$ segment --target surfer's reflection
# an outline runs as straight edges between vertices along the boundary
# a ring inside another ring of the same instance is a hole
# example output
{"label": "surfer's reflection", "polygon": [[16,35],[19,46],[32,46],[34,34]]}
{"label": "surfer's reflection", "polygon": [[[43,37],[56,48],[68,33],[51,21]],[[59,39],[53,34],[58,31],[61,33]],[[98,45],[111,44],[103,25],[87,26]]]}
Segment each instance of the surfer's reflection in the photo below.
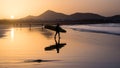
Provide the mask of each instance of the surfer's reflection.
{"label": "surfer's reflection", "polygon": [[58,40],[54,38],[55,40],[55,45],[50,45],[48,47],[45,47],[45,51],[51,51],[56,49],[57,53],[60,52],[60,49],[66,45],[66,43],[60,43],[60,38]]}

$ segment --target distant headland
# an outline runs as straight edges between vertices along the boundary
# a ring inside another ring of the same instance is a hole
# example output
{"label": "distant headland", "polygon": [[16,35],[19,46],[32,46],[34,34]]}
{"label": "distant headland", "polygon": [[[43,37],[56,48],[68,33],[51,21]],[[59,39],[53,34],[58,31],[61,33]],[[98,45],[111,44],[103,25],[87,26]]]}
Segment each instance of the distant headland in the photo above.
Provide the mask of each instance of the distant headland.
{"label": "distant headland", "polygon": [[94,13],[74,13],[71,15],[58,13],[52,10],[47,10],[39,16],[27,16],[15,20],[0,20],[0,24],[10,23],[32,23],[32,24],[97,24],[97,23],[120,23],[120,15],[111,17],[101,16]]}

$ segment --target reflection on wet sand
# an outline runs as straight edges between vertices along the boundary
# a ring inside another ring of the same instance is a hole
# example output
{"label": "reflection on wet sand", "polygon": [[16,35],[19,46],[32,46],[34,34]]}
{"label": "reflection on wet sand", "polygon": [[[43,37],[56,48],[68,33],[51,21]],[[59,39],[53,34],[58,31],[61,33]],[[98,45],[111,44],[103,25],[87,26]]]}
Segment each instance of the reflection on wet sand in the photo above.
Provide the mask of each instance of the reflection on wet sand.
{"label": "reflection on wet sand", "polygon": [[5,37],[5,33],[7,32],[8,30],[5,30],[5,29],[0,29],[0,38],[3,38]]}
{"label": "reflection on wet sand", "polygon": [[60,49],[66,45],[66,43],[60,43],[60,38],[54,38],[55,40],[55,45],[50,45],[48,47],[45,47],[45,51],[51,51],[56,49],[57,53],[60,52]]}
{"label": "reflection on wet sand", "polygon": [[36,59],[36,60],[25,60],[25,63],[41,63],[41,62],[53,62],[53,61],[59,61],[59,60],[42,60],[42,59]]}

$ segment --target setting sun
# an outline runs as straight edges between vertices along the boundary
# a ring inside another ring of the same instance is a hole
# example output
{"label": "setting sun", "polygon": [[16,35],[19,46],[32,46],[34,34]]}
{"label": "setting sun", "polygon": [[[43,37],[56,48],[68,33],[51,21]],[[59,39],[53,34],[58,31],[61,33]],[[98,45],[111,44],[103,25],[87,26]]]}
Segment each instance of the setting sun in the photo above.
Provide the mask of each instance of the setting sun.
{"label": "setting sun", "polygon": [[10,16],[11,19],[14,19],[15,17],[14,16]]}

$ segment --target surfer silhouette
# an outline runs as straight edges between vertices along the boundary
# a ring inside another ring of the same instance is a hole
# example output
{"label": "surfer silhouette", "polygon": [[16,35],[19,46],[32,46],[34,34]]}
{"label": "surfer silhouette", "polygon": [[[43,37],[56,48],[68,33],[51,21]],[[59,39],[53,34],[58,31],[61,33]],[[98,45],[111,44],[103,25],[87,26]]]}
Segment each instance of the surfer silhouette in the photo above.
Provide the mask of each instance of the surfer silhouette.
{"label": "surfer silhouette", "polygon": [[55,28],[55,30],[56,30],[56,33],[55,33],[55,36],[54,36],[54,38],[56,38],[56,36],[57,36],[57,34],[58,34],[58,37],[60,38],[60,24],[57,24],[57,26],[56,26],[56,28]]}

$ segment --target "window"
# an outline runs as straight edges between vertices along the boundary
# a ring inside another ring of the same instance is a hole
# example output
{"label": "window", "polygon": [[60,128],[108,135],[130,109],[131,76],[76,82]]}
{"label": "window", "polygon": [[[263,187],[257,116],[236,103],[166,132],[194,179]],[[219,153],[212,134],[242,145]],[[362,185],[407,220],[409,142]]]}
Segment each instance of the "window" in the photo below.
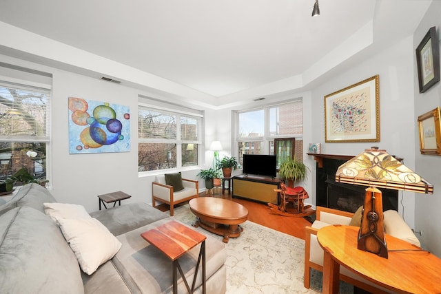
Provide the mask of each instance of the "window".
{"label": "window", "polygon": [[239,163],[243,154],[274,154],[274,139],[295,138],[295,156],[303,159],[302,99],[238,112],[236,142]]}
{"label": "window", "polygon": [[198,165],[203,117],[140,105],[139,171]]}
{"label": "window", "polygon": [[0,81],[1,180],[22,167],[36,178],[46,177],[50,89],[23,83]]}

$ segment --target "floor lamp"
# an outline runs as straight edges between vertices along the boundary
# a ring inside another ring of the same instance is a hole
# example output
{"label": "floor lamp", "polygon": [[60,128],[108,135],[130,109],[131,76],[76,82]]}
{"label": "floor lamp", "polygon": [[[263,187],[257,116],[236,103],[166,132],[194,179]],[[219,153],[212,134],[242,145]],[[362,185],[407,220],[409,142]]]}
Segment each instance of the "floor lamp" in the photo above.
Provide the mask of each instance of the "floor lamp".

* **WRITTEN INSTRUCTION**: Quote all of the material above word for word, omitting the pictures.

* **COMPLETE OUTPUT**:
$ segment --target surfer's reflection
# an outline runs as straight edges between vertices along the boundary
# a ring inside another ring of the same instance is a hole
# example output
{"label": "surfer's reflection", "polygon": [[16,35],[19,46],[32,46],[34,34]]}
{"label": "surfer's reflection", "polygon": [[[43,37],[56,48],[68,33],[51,21]],[[59,39],[53,34],[58,31],[61,33]],[[98,45],[111,44],[103,25],[87,26]]]}
Segment each instance of the surfer's reflection in the photo below.
Provide the mask of each instance of the surfer's reflection.
{"label": "surfer's reflection", "polygon": [[58,40],[54,38],[55,40],[55,45],[50,45],[48,47],[45,47],[45,51],[51,51],[56,49],[57,53],[60,52],[60,49],[66,45],[66,43],[60,43],[60,38]]}

$ segment --target distant headland
# an outline runs as straight edges between vertices along the boundary
# a ring inside another ring of the same instance is a hole
# example output
{"label": "distant headland", "polygon": [[16,35],[19,46],[32,46],[34,34]]}
{"label": "distant headland", "polygon": [[[43,37],[56,48],[68,33],[51,21]],[[59,39],[53,34],[58,31],[61,33]],[[98,45],[111,44],[103,25],[87,26]]]}
Segment each instance of the distant headland in the photo above.
Provide the mask of each instance of the distant headland.
{"label": "distant headland", "polygon": [[94,13],[74,13],[71,15],[58,13],[52,10],[47,10],[39,16],[27,16],[15,20],[0,20],[0,24],[10,23],[32,23],[32,24],[97,24],[97,23],[120,23],[120,15],[111,17],[101,16]]}

$ segment --target reflection on wet sand
# an outline runs as straight edges between vertices along the boundary
# a ring inside another ring of the same instance is a hole
# example output
{"label": "reflection on wet sand", "polygon": [[16,35],[19,46],[32,46],[34,34]]}
{"label": "reflection on wet sand", "polygon": [[[43,37],[56,48],[68,33],[51,21]],[[59,39],[53,34],[58,31],[61,33]],[[98,45],[111,44],[103,25],[87,26]]]}
Segment each instance of the reflection on wet sand in the photo above.
Provide the mask of each instance of the reflection on wet sand.
{"label": "reflection on wet sand", "polygon": [[5,37],[5,33],[7,32],[8,30],[5,30],[5,29],[0,29],[0,38],[3,38]]}
{"label": "reflection on wet sand", "polygon": [[60,49],[66,45],[66,43],[60,43],[60,38],[54,38],[55,40],[55,45],[50,45],[48,47],[45,47],[45,51],[51,51],[56,49],[57,53],[60,52]]}
{"label": "reflection on wet sand", "polygon": [[36,59],[36,60],[25,60],[25,63],[41,63],[41,62],[53,62],[53,61],[59,61],[59,60],[42,60],[42,59]]}

$ segment --target setting sun
# an outline runs as straight edges between vertices along the boundary
# a ring inside another ring of the same instance is a hole
# example output
{"label": "setting sun", "polygon": [[16,35],[19,46],[32,46],[34,34]]}
{"label": "setting sun", "polygon": [[[43,37],[56,48],[68,33],[51,21]],[[59,39],[53,34],[58,31],[61,33]],[[98,45],[111,44],[103,25],[87,26]]]}
Segment each instance of the setting sun in the photo above.
Provide the mask of each instance of the setting sun.
{"label": "setting sun", "polygon": [[10,16],[11,19],[14,19],[15,17],[14,16]]}

$ segment --target surfer silhouette
# an outline runs as straight edges between vertices along the boundary
# a ring inside another ring of the same instance is a hole
# example output
{"label": "surfer silhouette", "polygon": [[16,35],[19,46],[32,46],[34,34]]}
{"label": "surfer silhouette", "polygon": [[[43,37],[56,48],[68,33],[51,21]],[[59,39],[53,34],[58,31],[61,33]],[[98,45],[111,44],[103,25],[87,26]]]}
Segment each instance of the surfer silhouette in the photo above.
Provide the mask of each instance of the surfer silhouette.
{"label": "surfer silhouette", "polygon": [[55,28],[55,30],[56,30],[56,33],[55,33],[55,36],[54,36],[54,38],[56,38],[56,36],[57,36],[57,34],[58,34],[58,37],[60,38],[60,24],[57,24],[57,26],[56,26],[56,28]]}

$ segment --target "window"
# an outline runs as straight edges between vertices along the boundary
# a ring inside another ring of the same instance is a hole
# example output
{"label": "window", "polygon": [[60,128],[108,135],[130,109],[131,76],[76,82]]}
{"label": "window", "polygon": [[[263,187],[257,116],[236,103],[166,132],[194,179]],[[219,153],[212,134],[242,145]],[[362,185],[407,220],[409,142]]]}
Segment each instance of the "window" in the photo below.
Provide the mask of each instance of the "window".
{"label": "window", "polygon": [[239,163],[243,154],[274,154],[274,139],[295,138],[295,156],[303,159],[302,99],[238,112],[236,142]]}
{"label": "window", "polygon": [[198,165],[203,117],[140,105],[139,171]]}
{"label": "window", "polygon": [[0,81],[1,180],[22,167],[36,178],[46,177],[50,89],[23,83]]}

$ segment --target "floor lamp"
# an outline runs as straight edges between vertices along the boundary
# a ring inside another ring of the same instance is a hole
# example output
{"label": "floor lamp", "polygon": [[60,128],[108,135],[130,109],[131,76],[76,82]]}
{"label": "floor lamp", "polygon": [[[263,187],[257,116],[236,103],[166,132],[194,179]],[[219,153],[212,134],[242,145]],[[362,185],[407,220],[409,142]]]}
Segment each instance of the "floor lamp" in the photo above.
Provide the mask of each instance of the "floor lamp".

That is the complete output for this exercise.